Copy each of the rows below again word for word, keeping every line as it is.

--- START OF AVAILABLE RECORDS ---

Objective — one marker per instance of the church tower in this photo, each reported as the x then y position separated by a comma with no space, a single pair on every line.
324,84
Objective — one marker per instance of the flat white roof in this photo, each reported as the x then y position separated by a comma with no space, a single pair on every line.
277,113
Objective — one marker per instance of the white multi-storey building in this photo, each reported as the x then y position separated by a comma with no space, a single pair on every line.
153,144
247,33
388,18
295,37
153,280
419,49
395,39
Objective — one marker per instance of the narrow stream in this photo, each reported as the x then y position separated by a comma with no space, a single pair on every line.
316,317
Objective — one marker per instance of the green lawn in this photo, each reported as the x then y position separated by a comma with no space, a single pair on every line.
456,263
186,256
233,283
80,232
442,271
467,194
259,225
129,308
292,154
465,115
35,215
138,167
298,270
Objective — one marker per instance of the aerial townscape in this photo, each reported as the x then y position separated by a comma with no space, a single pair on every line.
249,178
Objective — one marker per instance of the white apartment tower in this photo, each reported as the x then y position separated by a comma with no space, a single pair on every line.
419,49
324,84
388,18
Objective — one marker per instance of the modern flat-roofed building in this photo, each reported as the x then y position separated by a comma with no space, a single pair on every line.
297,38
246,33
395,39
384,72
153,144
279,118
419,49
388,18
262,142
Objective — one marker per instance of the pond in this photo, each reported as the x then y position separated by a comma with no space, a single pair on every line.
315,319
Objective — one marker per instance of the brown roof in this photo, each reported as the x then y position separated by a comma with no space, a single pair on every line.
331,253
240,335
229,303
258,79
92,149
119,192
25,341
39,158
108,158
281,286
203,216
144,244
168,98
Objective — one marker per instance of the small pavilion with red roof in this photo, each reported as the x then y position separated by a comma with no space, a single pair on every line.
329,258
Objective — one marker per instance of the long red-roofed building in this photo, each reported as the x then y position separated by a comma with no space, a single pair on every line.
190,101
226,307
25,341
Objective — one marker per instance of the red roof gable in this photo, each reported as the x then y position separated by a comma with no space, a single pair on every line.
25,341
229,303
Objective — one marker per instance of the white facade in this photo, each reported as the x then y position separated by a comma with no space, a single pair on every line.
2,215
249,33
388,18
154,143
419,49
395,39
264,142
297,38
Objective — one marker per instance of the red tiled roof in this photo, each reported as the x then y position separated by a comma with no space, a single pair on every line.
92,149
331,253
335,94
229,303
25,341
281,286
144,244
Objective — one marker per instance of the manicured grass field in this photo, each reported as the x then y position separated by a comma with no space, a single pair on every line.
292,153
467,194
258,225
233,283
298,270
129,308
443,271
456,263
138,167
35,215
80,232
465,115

--- END OF AVAILABLE RECORDS ---

■ SOLUTION TO THIS EXERCISE:
Objective — one marker per instance of the church tower in this photo, each reported as the x then y position separated by a comma with no space, a single pair on every line.
324,84
Objective — one marker per instance of the flat white roof in this photo, each reported as the x then y position separated by a comma with no space, a single pair on every line.
277,113
Objective — one marker per instance of the white multi-storey building in this photo, each reported as the x then y position separated by a comma with no space, a single pair on every line.
153,144
247,33
388,18
295,37
153,280
419,49
395,39
Objective — one marker per instance of the narrow stream in this photo, each reported as the x then y position separated by a comma with no space, a single pair on every line.
316,317
Objective — one marker per instance of the green lawn in this photo, each reported as the x then y position separated by a comma with no space, a single pair on every line.
456,263
186,256
233,283
80,232
442,271
467,194
259,225
129,308
292,154
465,115
35,215
138,167
298,270
Objective — one marker per instance of the aerial townscape in this photo, each reported as the x then y position separated by a comma with no space, a single pair on every line.
249,178
Objective — one marker per instance of the white apartment tower in this photo, each reported as the x then y position separated by a comma with no space, a single pair on every line.
419,49
324,84
388,18
Objective — one marker per instance of the modern flat-roofed building in this photo, each reported as the x then y position separated by a comma with no space, a single pair on every line.
297,38
246,33
395,39
384,72
153,144
279,118
419,49
388,18
262,142
Objective — one marker per instance of the pond in this photo, each reported as the x then y position separated by a comma with no space, a single pair on every line.
315,319
Objective — one marker per instance of the brown roof in this photo, each reported as the x then y position separated by a comma with no space, a single pair on every line.
331,253
240,335
229,303
258,79
92,149
119,192
25,341
39,158
108,158
281,286
203,216
144,244
168,98
Objective — one marker per instance of the small pavilion with red roof in this photo, each reported as the x then y position separated by a comma with no space, a single pair on every line.
329,258
Objective — one marker per instance of the long red-roofed building in this photo, each reported as the x then y position separated by a comma with no space, a single pair on every line.
190,101
226,307
25,341
Objective — one marker per instance of the red roof gable in this photo, each reported as the x then y position separated by a comma with no space, a single pair on every line.
25,341
229,303
Objective — one marker per instance of the white facade in this photo, each reported as the x then y position separated by a comma with no space, a single pair on every line.
2,215
249,33
388,18
154,143
419,49
395,39
264,142
297,38
Objective — one marker per instance of the red tiled roof in this photo, each reported as the x then y position separated by a comma with no space, a single pair on every line.
92,149
331,253
335,94
229,303
25,341
281,286
144,244
Objective — one marker per instance of the manicured grass field in this photo, each reported as the x then y position separated by a comma with no space, a single pair on every line.
292,153
467,194
258,225
233,283
298,270
129,308
443,271
456,263
138,167
35,215
80,232
465,115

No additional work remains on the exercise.